Source records

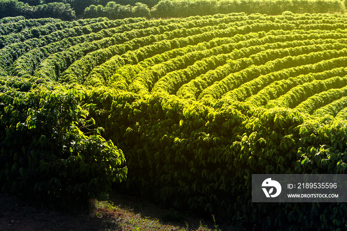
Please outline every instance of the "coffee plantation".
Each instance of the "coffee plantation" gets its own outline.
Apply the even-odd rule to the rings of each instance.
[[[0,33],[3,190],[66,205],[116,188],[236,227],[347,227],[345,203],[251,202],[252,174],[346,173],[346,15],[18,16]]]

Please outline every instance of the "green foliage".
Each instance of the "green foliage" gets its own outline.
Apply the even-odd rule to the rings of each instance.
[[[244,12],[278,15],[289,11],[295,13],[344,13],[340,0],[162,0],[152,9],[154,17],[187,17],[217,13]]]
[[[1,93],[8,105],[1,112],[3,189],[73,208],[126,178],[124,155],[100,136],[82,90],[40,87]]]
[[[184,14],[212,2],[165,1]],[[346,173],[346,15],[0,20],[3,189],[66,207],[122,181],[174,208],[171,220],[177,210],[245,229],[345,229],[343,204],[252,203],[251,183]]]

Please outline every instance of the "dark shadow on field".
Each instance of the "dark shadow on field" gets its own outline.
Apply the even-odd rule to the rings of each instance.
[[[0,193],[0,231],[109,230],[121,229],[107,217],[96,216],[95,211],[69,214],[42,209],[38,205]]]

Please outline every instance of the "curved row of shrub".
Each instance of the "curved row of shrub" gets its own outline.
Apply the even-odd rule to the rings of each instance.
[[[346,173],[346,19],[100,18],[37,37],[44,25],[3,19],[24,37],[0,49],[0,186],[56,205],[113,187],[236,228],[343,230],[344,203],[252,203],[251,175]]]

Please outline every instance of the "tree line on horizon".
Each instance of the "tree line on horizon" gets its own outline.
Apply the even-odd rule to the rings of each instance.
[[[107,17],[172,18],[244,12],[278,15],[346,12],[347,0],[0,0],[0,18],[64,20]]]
==
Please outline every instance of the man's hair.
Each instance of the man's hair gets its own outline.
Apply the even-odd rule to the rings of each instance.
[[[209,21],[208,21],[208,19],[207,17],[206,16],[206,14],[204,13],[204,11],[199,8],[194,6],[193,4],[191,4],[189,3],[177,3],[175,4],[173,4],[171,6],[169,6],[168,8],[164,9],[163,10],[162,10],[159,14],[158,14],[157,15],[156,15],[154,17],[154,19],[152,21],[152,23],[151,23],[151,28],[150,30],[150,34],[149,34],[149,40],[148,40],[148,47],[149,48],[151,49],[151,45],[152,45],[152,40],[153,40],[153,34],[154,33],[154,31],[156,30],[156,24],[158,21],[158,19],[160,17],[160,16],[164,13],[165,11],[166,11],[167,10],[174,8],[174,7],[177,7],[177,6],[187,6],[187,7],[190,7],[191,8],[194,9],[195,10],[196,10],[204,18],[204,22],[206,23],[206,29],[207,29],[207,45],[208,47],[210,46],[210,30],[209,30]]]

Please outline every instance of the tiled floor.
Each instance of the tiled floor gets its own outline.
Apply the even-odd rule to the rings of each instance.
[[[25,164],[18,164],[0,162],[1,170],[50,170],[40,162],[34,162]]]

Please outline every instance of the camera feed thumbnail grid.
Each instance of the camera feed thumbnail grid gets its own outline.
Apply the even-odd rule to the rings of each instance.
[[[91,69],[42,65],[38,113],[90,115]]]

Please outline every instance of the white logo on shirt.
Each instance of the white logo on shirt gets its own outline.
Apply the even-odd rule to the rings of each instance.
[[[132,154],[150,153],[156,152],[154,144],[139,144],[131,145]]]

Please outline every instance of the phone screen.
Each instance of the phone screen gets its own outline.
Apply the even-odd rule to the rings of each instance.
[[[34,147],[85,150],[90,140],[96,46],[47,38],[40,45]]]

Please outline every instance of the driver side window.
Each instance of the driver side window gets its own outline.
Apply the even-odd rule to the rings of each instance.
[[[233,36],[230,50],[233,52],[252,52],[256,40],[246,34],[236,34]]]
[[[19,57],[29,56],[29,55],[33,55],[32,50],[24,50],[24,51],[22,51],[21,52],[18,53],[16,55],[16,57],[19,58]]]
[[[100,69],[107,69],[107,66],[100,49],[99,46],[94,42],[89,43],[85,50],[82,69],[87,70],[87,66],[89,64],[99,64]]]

→ Work to complete
Pick out each line of the Source records above that contains the string "dark", and copy those lines in full. Case counts when matching.

→ Solution to this exercise
Please outline every instance of the "dark shadow on field".
Each instance of the "dark shadow on field" gets its own outline.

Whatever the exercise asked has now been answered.